#### AIM OF THE EXERCISE:
Render the lines below as a numbered list, skipping any blank ones. Leave the pictures out of your answer.

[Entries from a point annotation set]
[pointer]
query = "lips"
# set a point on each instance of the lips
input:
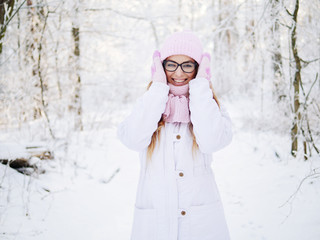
(179, 80)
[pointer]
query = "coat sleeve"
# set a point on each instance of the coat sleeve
(211, 124)
(136, 130)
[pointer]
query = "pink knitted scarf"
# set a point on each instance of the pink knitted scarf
(177, 108)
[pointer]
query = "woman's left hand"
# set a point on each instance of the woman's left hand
(204, 67)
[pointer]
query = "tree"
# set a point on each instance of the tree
(6, 10)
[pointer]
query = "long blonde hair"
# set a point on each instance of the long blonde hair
(156, 135)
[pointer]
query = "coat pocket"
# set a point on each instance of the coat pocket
(207, 222)
(144, 224)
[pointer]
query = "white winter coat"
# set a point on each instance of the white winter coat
(177, 197)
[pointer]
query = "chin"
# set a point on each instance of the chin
(179, 83)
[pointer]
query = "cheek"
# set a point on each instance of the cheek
(168, 74)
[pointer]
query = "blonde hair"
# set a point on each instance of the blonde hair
(156, 135)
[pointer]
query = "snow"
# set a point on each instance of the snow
(88, 189)
(93, 197)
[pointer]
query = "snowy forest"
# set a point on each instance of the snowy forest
(70, 71)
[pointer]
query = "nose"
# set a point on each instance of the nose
(179, 71)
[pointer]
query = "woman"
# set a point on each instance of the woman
(176, 126)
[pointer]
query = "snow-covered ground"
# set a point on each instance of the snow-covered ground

#### OUTPUT OF THE TASK:
1. [pointer]
2. query = "lips"
3. # set a point on each instance of the lips
4. input:
5. (179, 80)
6. [pointer]
7. query = "coat sleeve"
8. # set a point on each instance of the coat sleeve
9. (211, 124)
10. (136, 130)
11. [pointer]
12. query = "pink knitted scarf"
13. # set a point on each instance of the pink knitted scarf
14. (177, 108)
15. [pointer]
16. query = "woman's left hand"
17. # set a point on each instance of the woman's left hand
18. (204, 67)
19. [pointer]
20. query = "tree"
21. # set a point on each instance of the tree
22. (6, 10)
23. [pointer]
24. query = "long blonde hair"
25. # set a point on each instance of the long blonde hair
26. (156, 135)
27. [pointer]
28. query = "coat pocket"
29. # set a point on each instance of the coat pocket
30. (207, 222)
31. (144, 224)
32. [pointer]
33. query = "white winter coat"
34. # set a point on each instance of the white winter coat
35. (177, 197)
36. [pointer]
37. query = "chin"
38. # set a point on each instance of the chin
39. (179, 83)
40. [pointer]
41. query = "cheek"
42. # set a point on each instance of the cheek
43. (168, 74)
44. [pointer]
45. query = "blonde hair"
46. # set a point on each instance of the blonde hair
47. (156, 135)
48. [pointer]
49. query = "snow"
50. # set a point on each instance of the snow
51. (88, 189)
52. (93, 197)
53. [pointer]
54. query = "snowy forest"
55. # set a point on each instance of the snowy forest
56. (70, 71)
57. [pointer]
58. query = "nose"
59. # set a point on each instance of the nose
60. (179, 71)
61. [pointer]
62. query = "woman"
63. # set a point on each instance of the woman
64. (176, 126)
65. [pointer]
66. query = "snow-covered ground"
67. # set a point on each instance of the snow-covered ground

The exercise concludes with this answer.